Prompt
Your answer must be the full set of entries, reproduced exactly.

(Source material)

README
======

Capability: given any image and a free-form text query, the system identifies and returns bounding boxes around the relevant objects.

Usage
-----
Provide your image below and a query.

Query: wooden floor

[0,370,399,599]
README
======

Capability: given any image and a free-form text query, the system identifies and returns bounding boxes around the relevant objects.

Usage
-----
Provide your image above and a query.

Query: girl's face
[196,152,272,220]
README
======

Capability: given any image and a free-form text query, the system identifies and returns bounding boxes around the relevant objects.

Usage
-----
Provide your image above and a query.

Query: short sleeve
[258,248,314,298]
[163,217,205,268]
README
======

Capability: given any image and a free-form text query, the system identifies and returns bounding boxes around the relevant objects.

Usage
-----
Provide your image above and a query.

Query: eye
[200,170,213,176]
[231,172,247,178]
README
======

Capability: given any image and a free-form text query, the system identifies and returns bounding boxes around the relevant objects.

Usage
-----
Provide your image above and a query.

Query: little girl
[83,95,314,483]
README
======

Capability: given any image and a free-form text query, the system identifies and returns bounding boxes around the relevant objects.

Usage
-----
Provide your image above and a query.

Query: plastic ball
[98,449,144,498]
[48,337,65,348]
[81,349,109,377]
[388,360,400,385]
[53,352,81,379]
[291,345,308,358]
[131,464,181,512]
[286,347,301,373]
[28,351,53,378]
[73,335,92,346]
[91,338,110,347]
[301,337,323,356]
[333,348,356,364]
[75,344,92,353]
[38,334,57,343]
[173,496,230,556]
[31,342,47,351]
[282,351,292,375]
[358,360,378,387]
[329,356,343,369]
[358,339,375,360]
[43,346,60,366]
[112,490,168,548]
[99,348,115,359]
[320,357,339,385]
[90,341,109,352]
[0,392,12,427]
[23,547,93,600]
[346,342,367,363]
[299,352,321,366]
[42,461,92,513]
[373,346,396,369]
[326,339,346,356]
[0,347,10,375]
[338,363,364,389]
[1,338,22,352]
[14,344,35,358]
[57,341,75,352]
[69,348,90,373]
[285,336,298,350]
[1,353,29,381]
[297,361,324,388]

(End Source material)

Answer area
README
======

Capability: given any image and a free-form text query, the system identifies and returns bounding boxes around the relevant objects.

Usage
-----
Provide your image below and a query.

Query: wooden floor

[0,370,399,599]
README
======

Capability: given any image and a free-form text query, the system identifies and returns bounding boxes around the relevant objects.

Usage
-----
Provide your image above and a query.

Query: girl's face
[196,152,272,220]
README
======

Capability: given any image and a free-form text query, the system identifies and returns bounding boxes around the relevant objects.

Usage
-----
Provide your image above and a query.

Query: short sleeve
[258,248,314,298]
[163,217,205,268]
README
======

Capability: given any image and a free-form text query, the system identifies and returns bounding boxes around the relevant objects.

Usage
-----
Provide your image above and a query.

Query: eye
[200,170,213,176]
[231,172,247,178]
README
======

Capability: given any image and a free-form text query, the system identifies and returns bounding boxes around the relevant objects.

Usage
-----
Provide your image above and a query.

Query: little girl
[83,95,314,483]
README
======

Capability: given any image and a free-form text query, the system identifies and returns bounding boxes around the relevant objects.

Usage
-----
Provide your image above and a query.

Query: plastic ball
[98,449,144,498]
[48,337,65,348]
[81,349,109,377]
[388,360,400,385]
[53,352,81,379]
[291,345,308,358]
[131,464,181,512]
[286,347,301,373]
[28,351,53,378]
[73,335,92,346]
[91,338,110,347]
[301,337,323,356]
[333,348,356,364]
[75,344,92,353]
[38,334,57,343]
[173,496,230,556]
[31,342,47,351]
[282,351,292,375]
[358,360,378,387]
[329,356,343,369]
[358,339,375,360]
[43,346,60,366]
[112,490,168,548]
[99,348,115,359]
[320,357,339,385]
[90,341,109,352]
[0,392,12,427]
[23,547,93,600]
[346,342,367,363]
[299,352,321,366]
[42,461,92,513]
[373,346,396,369]
[326,339,346,356]
[0,347,10,375]
[338,363,364,389]
[1,338,22,352]
[14,344,35,358]
[57,341,75,352]
[69,348,90,373]
[285,336,298,350]
[1,353,29,381]
[297,361,324,388]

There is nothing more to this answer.